### DESCRIPTION OF THE TASK:
Repeat the data below in full and exactly.

### DATASET CONTENT:
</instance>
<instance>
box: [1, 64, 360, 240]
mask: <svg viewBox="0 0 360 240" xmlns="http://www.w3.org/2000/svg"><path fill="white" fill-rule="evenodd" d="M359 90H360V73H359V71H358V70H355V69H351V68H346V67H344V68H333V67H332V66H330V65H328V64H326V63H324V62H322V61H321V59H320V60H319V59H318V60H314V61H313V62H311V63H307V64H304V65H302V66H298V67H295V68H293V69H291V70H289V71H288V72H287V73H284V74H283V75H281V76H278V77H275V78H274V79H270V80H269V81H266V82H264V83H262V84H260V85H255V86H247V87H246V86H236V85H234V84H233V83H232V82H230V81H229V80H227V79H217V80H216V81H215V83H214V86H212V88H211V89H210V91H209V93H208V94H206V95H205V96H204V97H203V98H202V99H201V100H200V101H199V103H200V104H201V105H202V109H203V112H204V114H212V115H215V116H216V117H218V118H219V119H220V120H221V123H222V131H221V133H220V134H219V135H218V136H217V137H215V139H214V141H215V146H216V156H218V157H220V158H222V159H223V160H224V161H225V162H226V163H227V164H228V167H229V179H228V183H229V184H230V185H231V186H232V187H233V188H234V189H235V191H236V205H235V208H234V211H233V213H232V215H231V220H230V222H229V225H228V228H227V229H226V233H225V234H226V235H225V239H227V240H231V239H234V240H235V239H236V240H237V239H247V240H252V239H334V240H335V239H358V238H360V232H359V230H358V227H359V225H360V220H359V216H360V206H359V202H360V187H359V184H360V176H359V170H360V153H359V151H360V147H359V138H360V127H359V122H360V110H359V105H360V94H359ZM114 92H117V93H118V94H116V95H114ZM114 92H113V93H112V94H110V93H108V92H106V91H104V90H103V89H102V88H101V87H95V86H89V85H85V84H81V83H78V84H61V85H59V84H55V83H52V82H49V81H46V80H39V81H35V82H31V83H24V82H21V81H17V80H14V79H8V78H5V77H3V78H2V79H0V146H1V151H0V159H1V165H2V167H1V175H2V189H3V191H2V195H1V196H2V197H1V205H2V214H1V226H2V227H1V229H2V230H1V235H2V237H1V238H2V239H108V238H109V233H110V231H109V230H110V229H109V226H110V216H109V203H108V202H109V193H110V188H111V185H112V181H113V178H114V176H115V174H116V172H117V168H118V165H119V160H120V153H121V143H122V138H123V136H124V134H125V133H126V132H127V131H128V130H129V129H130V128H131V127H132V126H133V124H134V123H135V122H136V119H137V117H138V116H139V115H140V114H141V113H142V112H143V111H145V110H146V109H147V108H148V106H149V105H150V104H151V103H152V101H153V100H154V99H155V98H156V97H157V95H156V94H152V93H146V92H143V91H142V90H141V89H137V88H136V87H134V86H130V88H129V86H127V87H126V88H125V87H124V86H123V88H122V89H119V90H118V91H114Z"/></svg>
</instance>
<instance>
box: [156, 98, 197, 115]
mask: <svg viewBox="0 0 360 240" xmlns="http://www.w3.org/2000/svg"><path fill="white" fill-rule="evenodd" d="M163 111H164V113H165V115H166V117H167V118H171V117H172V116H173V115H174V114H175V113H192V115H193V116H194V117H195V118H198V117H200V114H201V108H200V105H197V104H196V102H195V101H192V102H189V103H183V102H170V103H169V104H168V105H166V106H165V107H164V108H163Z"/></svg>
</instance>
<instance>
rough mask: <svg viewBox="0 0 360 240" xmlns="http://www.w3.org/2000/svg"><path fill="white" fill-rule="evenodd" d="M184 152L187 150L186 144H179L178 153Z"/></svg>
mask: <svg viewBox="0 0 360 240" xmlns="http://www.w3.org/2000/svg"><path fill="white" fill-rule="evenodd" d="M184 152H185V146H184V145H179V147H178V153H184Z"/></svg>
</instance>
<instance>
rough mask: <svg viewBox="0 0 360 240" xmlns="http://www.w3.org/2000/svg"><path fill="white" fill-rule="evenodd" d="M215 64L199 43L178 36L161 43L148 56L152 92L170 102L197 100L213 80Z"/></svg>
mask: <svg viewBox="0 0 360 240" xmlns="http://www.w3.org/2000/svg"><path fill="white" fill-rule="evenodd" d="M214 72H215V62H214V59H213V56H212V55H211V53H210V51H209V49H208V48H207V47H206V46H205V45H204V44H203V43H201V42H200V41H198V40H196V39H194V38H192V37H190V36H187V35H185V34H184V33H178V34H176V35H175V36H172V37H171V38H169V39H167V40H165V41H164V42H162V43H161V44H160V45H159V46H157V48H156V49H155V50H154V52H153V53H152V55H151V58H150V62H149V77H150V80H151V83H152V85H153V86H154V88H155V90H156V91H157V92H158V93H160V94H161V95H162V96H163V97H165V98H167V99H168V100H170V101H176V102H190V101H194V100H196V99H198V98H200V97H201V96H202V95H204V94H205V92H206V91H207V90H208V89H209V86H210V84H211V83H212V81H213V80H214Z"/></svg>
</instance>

### RESPONSE FOR THIS EXERCISE:
</instance>
<instance>
box: [1, 64, 360, 240]
mask: <svg viewBox="0 0 360 240" xmlns="http://www.w3.org/2000/svg"><path fill="white" fill-rule="evenodd" d="M359 90H360V73H359V71H358V70H355V69H351V68H346V67H344V68H333V67H332V66H330V65H328V64H326V63H324V62H322V61H321V59H320V60H319V59H318V60H314V61H313V62H311V63H307V64H304V65H302V66H298V67H295V68H293V69H291V70H289V71H288V72H287V73H284V74H283V75H281V76H278V77H275V78H274V79H270V80H269V81H266V82H264V83H262V84H260V85H255V86H247V87H246V86H236V85H234V84H233V83H232V82H230V81H229V80H227V79H217V80H216V81H215V83H214V86H212V88H211V89H210V91H209V93H208V94H206V95H205V96H204V97H203V98H202V99H201V100H200V101H199V103H200V104H201V105H202V109H203V112H204V114H212V115H215V116H216V117H218V118H219V119H220V120H221V123H222V131H221V133H220V134H219V135H218V136H217V137H215V139H214V141H215V146H216V156H218V157H220V158H222V159H223V160H224V161H225V162H226V163H227V164H228V167H229V179H228V183H229V184H230V185H231V186H232V187H233V188H234V189H235V191H236V205H235V208H234V211H233V213H232V215H231V220H230V222H229V225H228V228H227V229H226V233H225V234H226V235H225V239H227V240H231V239H234V240H235V239H236V240H237V239H247V240H252V239H334V240H335V239H358V238H360V232H359V230H358V227H359V225H360V220H359V216H360V206H359V202H360V187H359V184H360V176H359V170H360V153H359V151H360V147H359V138H360V127H359V122H360V110H359V105H360V94H359ZM114 92H117V93H118V94H116V95H114ZM114 92H113V93H112V94H110V93H108V92H106V91H104V90H103V89H102V88H101V87H95V86H89V85H85V84H81V83H78V84H61V85H59V84H55V83H52V82H49V81H46V80H39V81H35V82H31V83H24V82H21V81H17V80H14V79H8V78H5V77H3V78H2V79H0V146H1V151H0V159H1V165H2V167H1V175H2V189H3V191H2V195H1V196H2V197H1V205H2V214H1V226H2V227H1V229H2V230H1V235H2V237H1V238H2V239H108V238H109V233H110V231H109V230H110V229H109V226H110V216H109V203H108V202H109V193H110V188H111V185H112V181H113V178H114V176H115V174H116V172H117V168H118V165H119V160H120V153H121V143H122V138H123V136H124V134H125V133H126V132H127V131H128V130H129V129H130V128H131V127H132V126H133V124H134V123H135V122H136V119H137V117H138V116H139V115H140V114H141V113H142V112H143V111H145V110H146V109H147V108H148V106H149V105H150V104H151V103H152V101H153V100H154V99H155V98H156V97H157V95H156V94H152V93H146V92H143V91H142V90H141V89H137V88H136V87H134V86H130V88H129V86H127V87H126V88H125V87H124V86H123V88H122V89H119V90H118V91H114Z"/></svg>
</instance>
<instance>
box: [156, 98, 197, 115]
mask: <svg viewBox="0 0 360 240" xmlns="http://www.w3.org/2000/svg"><path fill="white" fill-rule="evenodd" d="M163 111H164V113H165V115H166V117H167V118H171V117H172V116H173V115H174V114H175V113H192V115H193V116H194V117H195V118H198V117H200V114H201V108H200V105H197V104H196V102H195V101H192V102H189V103H183V102H170V103H169V104H168V105H166V106H165V107H164V108H163Z"/></svg>
</instance>
<instance>
rough mask: <svg viewBox="0 0 360 240" xmlns="http://www.w3.org/2000/svg"><path fill="white" fill-rule="evenodd" d="M184 152L187 150L186 144H179L178 153Z"/></svg>
mask: <svg viewBox="0 0 360 240" xmlns="http://www.w3.org/2000/svg"><path fill="white" fill-rule="evenodd" d="M184 152H185V146H184V145H179V147H178V153H184Z"/></svg>
</instance>
<instance>
rough mask: <svg viewBox="0 0 360 240" xmlns="http://www.w3.org/2000/svg"><path fill="white" fill-rule="evenodd" d="M215 64L199 43L178 36L161 43L148 56L152 92L170 102L197 100L213 80Z"/></svg>
mask: <svg viewBox="0 0 360 240" xmlns="http://www.w3.org/2000/svg"><path fill="white" fill-rule="evenodd" d="M214 72H215V62H214V59H213V56H212V55H211V53H210V51H209V49H208V48H207V47H206V46H205V45H204V44H203V43H201V42H200V41H198V40H196V39H194V38H192V37H190V36H187V35H185V34H184V33H178V34H176V35H175V36H172V37H171V38H169V39H167V40H165V41H164V42H162V43H161V44H160V45H159V46H157V48H156V49H155V50H154V52H153V53H152V55H151V58H150V62H149V77H150V80H151V83H152V85H153V86H154V88H155V90H156V91H157V92H158V93H160V94H161V95H162V96H163V97H165V98H167V99H168V100H170V101H176V102H190V101H194V100H196V99H198V98H200V97H201V96H202V95H204V94H205V92H206V91H207V90H208V89H209V86H210V84H211V83H212V81H213V80H214Z"/></svg>
</instance>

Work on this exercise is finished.